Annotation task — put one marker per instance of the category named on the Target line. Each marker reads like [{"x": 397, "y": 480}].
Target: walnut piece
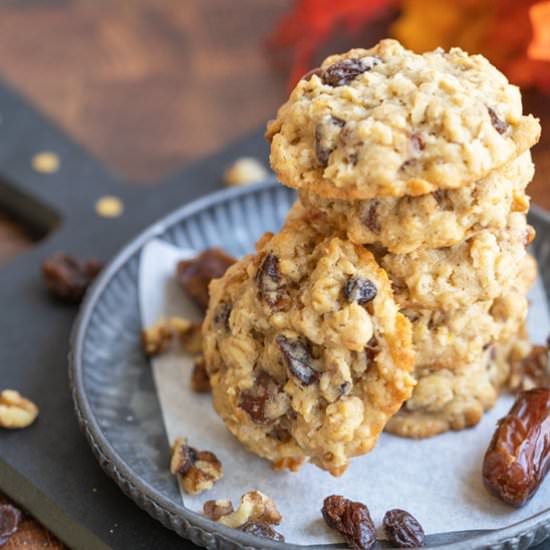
[
  {"x": 196, "y": 471},
  {"x": 16, "y": 411},
  {"x": 215, "y": 509},
  {"x": 254, "y": 507},
  {"x": 194, "y": 275},
  {"x": 243, "y": 171},
  {"x": 158, "y": 338},
  {"x": 200, "y": 381},
  {"x": 531, "y": 369}
]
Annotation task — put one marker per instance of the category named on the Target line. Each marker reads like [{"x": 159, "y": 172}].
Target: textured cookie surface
[
  {"x": 446, "y": 400},
  {"x": 307, "y": 352},
  {"x": 444, "y": 339},
  {"x": 389, "y": 122},
  {"x": 480, "y": 268},
  {"x": 434, "y": 220}
]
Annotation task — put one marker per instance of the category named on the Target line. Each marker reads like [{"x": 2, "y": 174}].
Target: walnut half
* * * *
**WHAT IS EXPECTED:**
Can you copy every line of the records above word for word, leaving out the pictures?

**TASK SOLUTION:**
Annotation task — put one marker per instance of the category named on the Target line. Each marker reads like [{"x": 397, "y": 480}].
Target: walnut piece
[
  {"x": 196, "y": 471},
  {"x": 16, "y": 411},
  {"x": 215, "y": 509},
  {"x": 254, "y": 507},
  {"x": 194, "y": 275},
  {"x": 243, "y": 171},
  {"x": 158, "y": 338},
  {"x": 200, "y": 381},
  {"x": 531, "y": 369}
]
Annotation task — put one marker per instance of the category named on the Target line. Each marker reads like [{"x": 159, "y": 172}].
Target: textured cookie surface
[
  {"x": 446, "y": 400},
  {"x": 307, "y": 352},
  {"x": 444, "y": 339},
  {"x": 389, "y": 122},
  {"x": 480, "y": 268},
  {"x": 434, "y": 220}
]
Annotation task — put one marker per instance of the category named on the Target line. Each marker reads like [{"x": 2, "y": 174}].
Target: walnut half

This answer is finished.